### [Selected extract]

>> Start

I just comeback from shoting range. I have try my new M14, but the riffle did not work. It did not cycle correctly. The bolt did not push the amunition in the chamber. The empty shell get extracted but the newcartrige stay in the Mag and did not enter in the chamber...

If I #### again the riffle, it reload normally...!!! And I can shot... For the moment my M14 is "ZERO-Automatic".

Anyone have an idea about what could cause that???

Thank you!

PS: I appologize for my bad english.
 
Did you disassemble and clean it before taking it to the range? It's possible something like grease or cosmoline preservative may have been in the gas system, gumming up the piston enough to prevent a proper bolt velocity. You should disassemble and clean it in detail, then try again. Also, did you ensure the magazine was fully seated? If the mag release was not fully clicked in, it could cause feeding issues.
 
1st thing is to check the spindle valve on side of gas cylinder. If it's in wrong position the gas system is off and your rifle will short stroke.... Which is what you describe
2nd ensure gas plug is tight
And checking for grease and foreign crap in gas cylinder is a good idea too.
 
The gun have been clean from cosmoline... I have use hoppe's products for lubrification... The trigger group have been polish. The valve have the proper position (vertical). But I just discover something... The gaz cylinder lock wasn't perferctly thigh. When I have remove the gaz cylinder plug, the lock was loose. One complete turn was missing to make it thigh. I hope the problem was comming from that.

I have seen shim for that on Marstar... Is it better to use them?

The only other issue I can see could be the recoil buffer... Maybe I could remove it...

Thank You all
 
you DO know the magazine is not a push- in?-that's what happens if the mag is not LOCKED AT THE REAR- very common on first timers- they insert the nose but leave the a** hanging out- you'll hear a click when it's done correctly
 
You can laugh Dsiwy... lololol It was my beginner error...

For the possible magazine issue, I will put attention on it when I will return to the range. thank you.
 
You can laugh Dsiwy... lololol It was my beginner error...

For the possible magazine issue, I will put attention on it when I will return to the range. thank you.

I was laughing with you Spirit :) I have broken afew guns in my past so your still ahead of me ;)
 
The gun have been clean from cosmoline... I have use hoppe's products for lubrification... The trigger group have been polish. The valve have the proper position (vertical). But I just discover something... The gaz cylinder lock wasn't perferctly thigh. When I have remove the gaz cylinder plug, the lock was loose. One complete turn was missing to make it thigh. I hope the problem was comming from that.

I have seen shim for that on Marstar... Is it better to use them?

The only other issue I can see could be the recoil buffer... Maybe I could remove it...

Thank You all

1) You are not supposed ot lube the gas system - it is run dry. Lubing it with oil will turn your fouling into "cement" for lack of a better term and will cause your rifle to short-stroke.

2) The gas lock *could* be a problem because if cylinder was moved forward enough when you tightened the plug, you might not have the barrel gas bleed hole lined up with the inlet for the gas cylinder, again causing short stroking if it's partially blocked, or no stroking if completely blocked.

>> End

### [Instructions]
#1 Reproduce the passage from the M14 forum thread, beginning at the words "Anyone have an" and stopping after "cause feeding issues.".
#2 Write the next part of the forum thread about the M14 that won't feed a new round, starting right after its last sentence.

### [Data section]
>> Start

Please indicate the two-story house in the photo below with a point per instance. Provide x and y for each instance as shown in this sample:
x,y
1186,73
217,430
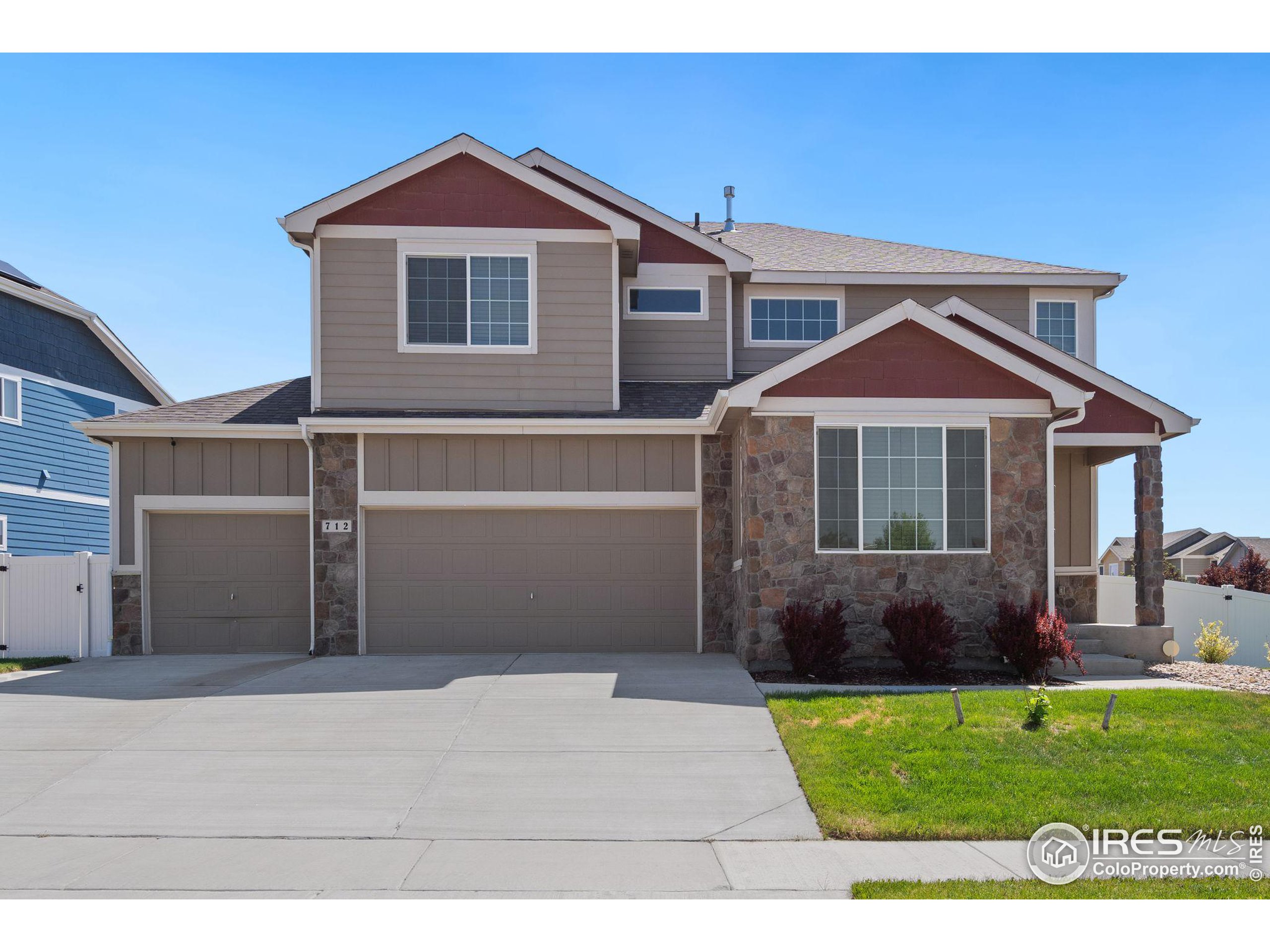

>> End

### [Final answers]
#1
Anyone have an idea about what could cause that???

Thank you!

PS: I appologize for my bad english.
 
Did you disassemble and clean it before taking it to the range? It's possible something like grease or cosmoline preservative may have been in the gas system, gumming up the piston enough to prevent a proper bolt velocity. You should disassemble and clean it in detail, then try again. Also, did you ensure the magazine was fully seated? If the mag release was not fully clicked in, it could cause feeding issues.

#2
3) Shimming the cylinder is not enough difference to change the amount of gas entering the cylinder, it's for ensurign the cylinder sits tight to the handguard bracket to improve accuracy and consistency of action stroke.
 
It doesn`t sound like a short stroke to me. He clearly stated that the fired case was ejected and it sounds like the bolt tried to pick up the next round but didn`t have enough energy to strip it. This could result from a weak recoil spring or a the mag being incorrectly put together, making for excessive friction on the lips.
 
Loose gas plug? I've done that many times right before a match, too. ooops!

Just give it a 'tug' with the combo tool or any 3/8" box wrench. ONE hand tight! :D

Cheers,
Barney
 
It doesn`t sound like a short stroke to me. He clearly stated that the fired case was ejected and it sounds like the bolt tried to pick up the next round but didn`t have enough energy to strip it. This could result from a weak recoil spring or a the mag being incorrectly put together, making for excessive friction on the lips.

We actually saw this today at the range. A newbie installing a 5 round mag. Didn't get the front hook to catch. Result, short stroke, case ejected, no new round as it didn't go back far enough to grab the new round. Watching him fire a second time to see what was going on I could actually see the op rod not moving back all the way.
 
I think I have clip correctly the magazine but I will be more careful next time... I just remove the recoil buffer buffer. If the gun shoot correctly next time, I will try to reinstall it to see if it was the gas tube lock or the recoil buffer.

Thank you again all!
 
I had the exact same happen last year with mine.

I thought it was due to working up a hand loads - wrong. I picked Hungary’s & Doc’s brains about it - they both gave the same suggestions – white grease.

The repeated FTF’s were from not enough lubrication. A standard light coating of CLP, or similar oil, in the action doesn’t cut it with these rifles. Read Skullboy’s & all the other hints & tips carefully. Once I started using generous amounts of white lithium grease on the roller and all other contact surfaces in the receiver (except the bolt face) my issues disappeared.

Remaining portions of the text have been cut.